What you will do |
1: In the forum thread below about a 25-point add-on, list every username that posted other than littlestar.
2: In the forum thread below about a 25-point add-on, where does littlestar's husband's family own a condo?

** BEGIN Excerpt **

# 25 point add-on - just became a new grandma



## littlestar (Mar 19, 2016)

I just became a first-time grandma to a darling baby girl!  Bought a 25 point add-on direct through Disney in celebration. Could not find anything that small in my use year via resale. I did get 2015 points so that was nice.


----------



## Southerngirl528 (Mar 19, 2016)

Congratulations on that new grand baby! And congrats on the add-on! I find I need more points than ever (and I have a decent sized chunk) as my kids have grown and are getting married and starting families. Happy memories together with DVC vacations.


----------



## littlestar (Mar 19, 2016)

Thanks.  We enjoy treating the kids to DVC stays. It is nice having the DVC points to book a night or two to add on to an RCI weeks exchange or an Interval Getaway, too. My husband's family owns a condo on Indian Rocks Beach and we have treated various family members to a night on Disney property when they drive over to Orlando from the beach. We definitely use the DVC points!


----------



## taterhed (Mar 19, 2016)

Very nice!  

It's very special to hear of new and exciting beginnings!

One of these days, we'll hopefully join that group.  Just not too soon! :ignore:


----------



## Denise L (Mar 19, 2016)

What a nice way to celebrate!  Congratulations!  DVC is a great way to spend time with family and make priceless memories .


----------



## AnnaS (Mar 27, 2016)

Double congratulations!!!  Our first and so far only granddaughter is almost 22 months old.

We all love DVC - my son and dil with the baby also have a 100 pt contract (it was one of many of my wedding gifts to them).  Of course, we are always giving them extra points as well as my other son and dil.  May will be my second trip with my granddaughter - they are the best.  It's like going for the first time all over again.

Enjoy the points and your new grand baby!!!


----------



## icydog (Apr 12, 2016)

*Congratulations!!!*

Congratulations on the wonderful grand baby. Lots of luck to you all!!!


What a way to celebrate by buying a new contract!!!!


----------



## littlestar (Apr 12, 2016)

Thanks everybody.  Becoming a grandparent is the absolute best!


----------

** END Excerpt **
** BEGIN Recorded information **

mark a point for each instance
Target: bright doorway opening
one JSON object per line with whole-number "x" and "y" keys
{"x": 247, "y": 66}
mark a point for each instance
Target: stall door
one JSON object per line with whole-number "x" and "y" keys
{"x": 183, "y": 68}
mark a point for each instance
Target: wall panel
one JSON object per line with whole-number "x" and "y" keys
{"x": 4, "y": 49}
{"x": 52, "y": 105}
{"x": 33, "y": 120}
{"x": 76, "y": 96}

** END Recorded information **
** BEGIN Recorded information **

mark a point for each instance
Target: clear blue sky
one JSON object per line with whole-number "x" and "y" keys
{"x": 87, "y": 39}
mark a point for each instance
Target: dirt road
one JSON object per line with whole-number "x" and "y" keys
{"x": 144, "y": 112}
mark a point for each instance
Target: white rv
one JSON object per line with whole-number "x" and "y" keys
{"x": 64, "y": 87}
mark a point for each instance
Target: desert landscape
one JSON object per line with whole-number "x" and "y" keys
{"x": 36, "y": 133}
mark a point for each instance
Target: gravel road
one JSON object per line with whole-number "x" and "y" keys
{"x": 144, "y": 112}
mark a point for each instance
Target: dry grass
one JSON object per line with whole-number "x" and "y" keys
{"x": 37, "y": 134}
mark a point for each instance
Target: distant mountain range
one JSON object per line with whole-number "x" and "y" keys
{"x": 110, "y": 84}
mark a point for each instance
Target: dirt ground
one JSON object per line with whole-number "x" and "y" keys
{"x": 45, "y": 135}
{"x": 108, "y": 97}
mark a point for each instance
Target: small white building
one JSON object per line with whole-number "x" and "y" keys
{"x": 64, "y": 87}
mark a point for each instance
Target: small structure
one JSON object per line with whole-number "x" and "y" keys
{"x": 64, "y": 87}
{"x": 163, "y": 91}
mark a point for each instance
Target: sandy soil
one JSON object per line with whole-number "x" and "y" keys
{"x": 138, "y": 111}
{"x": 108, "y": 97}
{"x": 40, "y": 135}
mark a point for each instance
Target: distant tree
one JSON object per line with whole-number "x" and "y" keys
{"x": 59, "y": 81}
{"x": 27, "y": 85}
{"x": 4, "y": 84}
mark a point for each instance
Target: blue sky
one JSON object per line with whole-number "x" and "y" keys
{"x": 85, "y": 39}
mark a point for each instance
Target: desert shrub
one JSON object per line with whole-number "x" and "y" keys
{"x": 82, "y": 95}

** END Recorded information **
** BEGIN Recorded information **

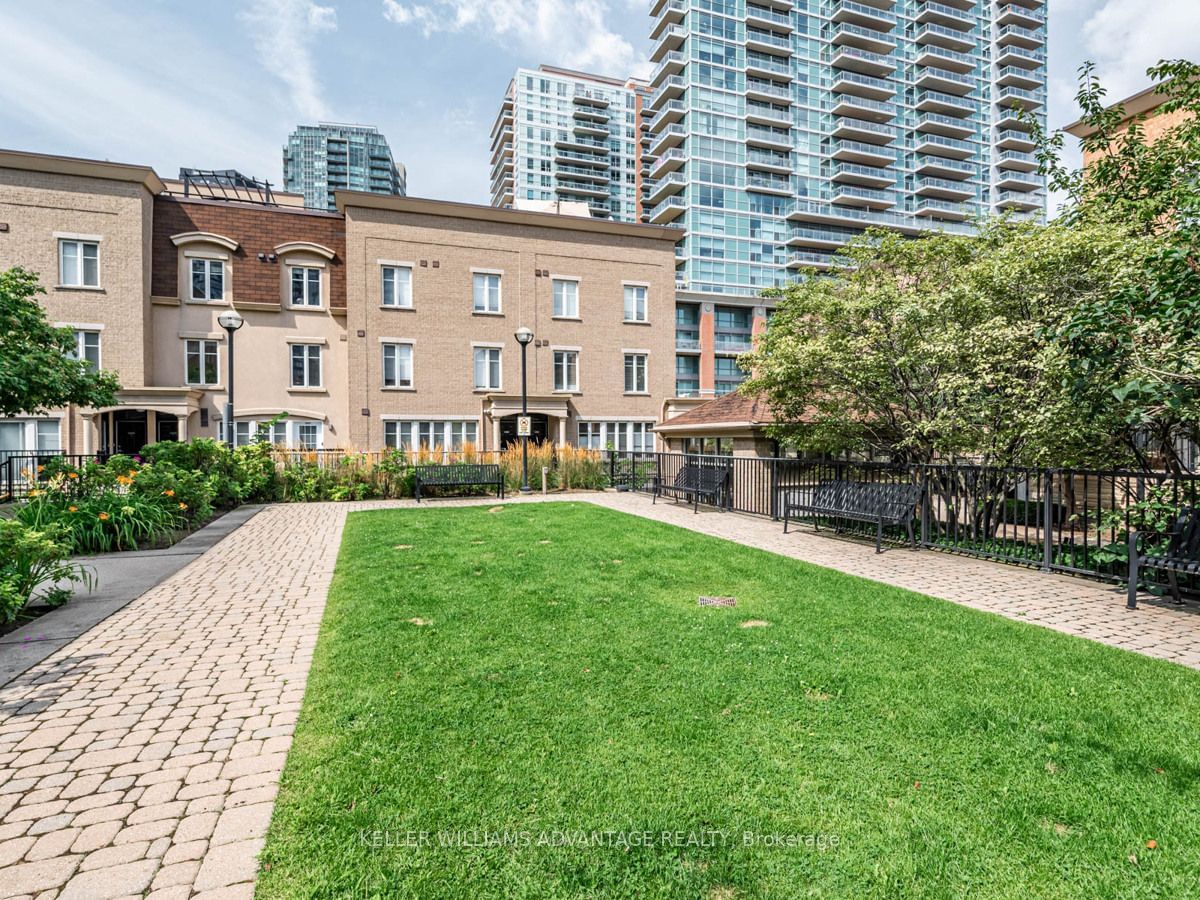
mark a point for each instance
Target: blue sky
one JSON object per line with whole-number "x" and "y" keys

** END Recorded information **

Worked solutions |
1: Southerngirl528, taterhed, Denise L, AnnaS, icydog

2: On Indian Rocks Beach.